### What the exercise asks
In the article on the 2022 film Winners below, whose lost Academy Award statuette do the two children discover?

### Passage
::::

- Theatrical release poster
- Directed by: Hassan Nazer
- Written by: Hassan Nazer- Hamed Emami
- Produced by: Mohsen Mosaferchi Nadira Murray Paul Welsh
- Starring: Parsa Maghami Helia Mohammadkhani Hossein Abedini
- Cinematography: Arash Seifi Arash Seyfijamadi
- Edited by: Hamid Bashe Ahangar David Arthur Reza Jouze Hassan Nazer
- Music by: Mohsen Amini Mohammad Saeed Shayan
- Production companies: Edge City Films Screen Scotland Sylph Productions World Film Production
- Release date: August 2022 (EIFF);
- Running time: 85 minutes
- Country: United Kingdom
- Language: Persian

= Winners (2022 film) =

Winners (Persian: برنده‌ها Barandehâ) is a 2022 British Persian-language drama film written and directed by Hassan Nazer. The plot follows two children from a small Iranian community who discover the lost Academy Award statuette of Asghar Farhadi. It was selected as the British entry for the Best International Feature Film at the 95th Academy Awards, but was not nominated.

== Synopsis ==
In a small provincial Iranian town, the children work hard to support their families. One day nine-year-old Yahya and his friend Leyla find a precious statue. Sharing a passion for cinema, Yahya's boss Naser Khan (Reza Naji) decides to help them find the owner.

::::

### Rows
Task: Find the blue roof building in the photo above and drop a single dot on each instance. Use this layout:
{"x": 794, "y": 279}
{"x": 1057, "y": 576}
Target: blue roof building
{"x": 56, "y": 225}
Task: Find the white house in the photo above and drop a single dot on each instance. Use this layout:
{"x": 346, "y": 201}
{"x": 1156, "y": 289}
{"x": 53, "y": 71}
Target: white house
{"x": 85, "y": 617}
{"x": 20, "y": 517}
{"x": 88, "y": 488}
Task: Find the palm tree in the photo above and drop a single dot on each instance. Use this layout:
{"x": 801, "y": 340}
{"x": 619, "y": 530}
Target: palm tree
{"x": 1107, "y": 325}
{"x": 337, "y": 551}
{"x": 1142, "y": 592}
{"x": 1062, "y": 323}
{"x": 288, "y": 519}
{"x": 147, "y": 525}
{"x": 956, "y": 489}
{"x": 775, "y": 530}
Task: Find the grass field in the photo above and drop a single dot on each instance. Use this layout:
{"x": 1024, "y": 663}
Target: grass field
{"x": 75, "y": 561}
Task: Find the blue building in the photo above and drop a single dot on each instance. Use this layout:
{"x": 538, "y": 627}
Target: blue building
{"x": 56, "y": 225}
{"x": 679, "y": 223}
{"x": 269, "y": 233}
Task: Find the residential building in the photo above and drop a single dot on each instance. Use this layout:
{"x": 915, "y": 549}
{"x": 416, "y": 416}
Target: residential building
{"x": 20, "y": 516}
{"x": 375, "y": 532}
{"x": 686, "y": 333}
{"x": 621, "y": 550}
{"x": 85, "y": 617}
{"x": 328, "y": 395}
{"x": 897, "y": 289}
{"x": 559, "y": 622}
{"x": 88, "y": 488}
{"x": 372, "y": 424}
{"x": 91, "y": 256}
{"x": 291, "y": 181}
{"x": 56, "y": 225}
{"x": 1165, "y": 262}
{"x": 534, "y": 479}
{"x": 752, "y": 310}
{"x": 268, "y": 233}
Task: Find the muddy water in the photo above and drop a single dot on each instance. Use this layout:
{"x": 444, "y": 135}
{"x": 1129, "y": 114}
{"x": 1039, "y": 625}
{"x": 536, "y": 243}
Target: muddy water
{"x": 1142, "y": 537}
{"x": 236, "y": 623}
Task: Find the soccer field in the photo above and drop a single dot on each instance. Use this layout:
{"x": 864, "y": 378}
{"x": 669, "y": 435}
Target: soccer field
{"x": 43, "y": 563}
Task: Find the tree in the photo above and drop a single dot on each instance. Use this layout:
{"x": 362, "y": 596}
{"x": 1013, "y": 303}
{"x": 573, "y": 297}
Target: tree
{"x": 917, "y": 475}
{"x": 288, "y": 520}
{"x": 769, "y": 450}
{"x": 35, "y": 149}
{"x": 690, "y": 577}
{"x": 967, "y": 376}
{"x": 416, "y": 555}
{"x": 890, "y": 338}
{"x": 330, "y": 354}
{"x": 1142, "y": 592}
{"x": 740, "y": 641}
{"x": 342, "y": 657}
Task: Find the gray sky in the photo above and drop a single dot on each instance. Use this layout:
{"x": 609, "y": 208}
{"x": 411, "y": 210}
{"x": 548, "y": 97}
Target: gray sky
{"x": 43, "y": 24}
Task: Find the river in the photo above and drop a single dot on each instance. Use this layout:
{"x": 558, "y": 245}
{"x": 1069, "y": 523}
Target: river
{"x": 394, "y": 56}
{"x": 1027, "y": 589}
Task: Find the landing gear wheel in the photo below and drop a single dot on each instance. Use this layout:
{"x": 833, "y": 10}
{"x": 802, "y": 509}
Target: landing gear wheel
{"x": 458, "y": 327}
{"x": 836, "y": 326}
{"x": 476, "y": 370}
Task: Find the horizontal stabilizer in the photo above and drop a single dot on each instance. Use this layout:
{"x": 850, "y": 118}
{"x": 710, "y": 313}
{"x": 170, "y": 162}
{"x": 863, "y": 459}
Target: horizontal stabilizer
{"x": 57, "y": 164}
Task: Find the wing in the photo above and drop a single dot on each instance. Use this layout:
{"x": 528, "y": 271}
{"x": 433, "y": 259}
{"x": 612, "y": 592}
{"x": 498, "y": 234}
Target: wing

::::

### Solution for this task
Asghar Farhadi's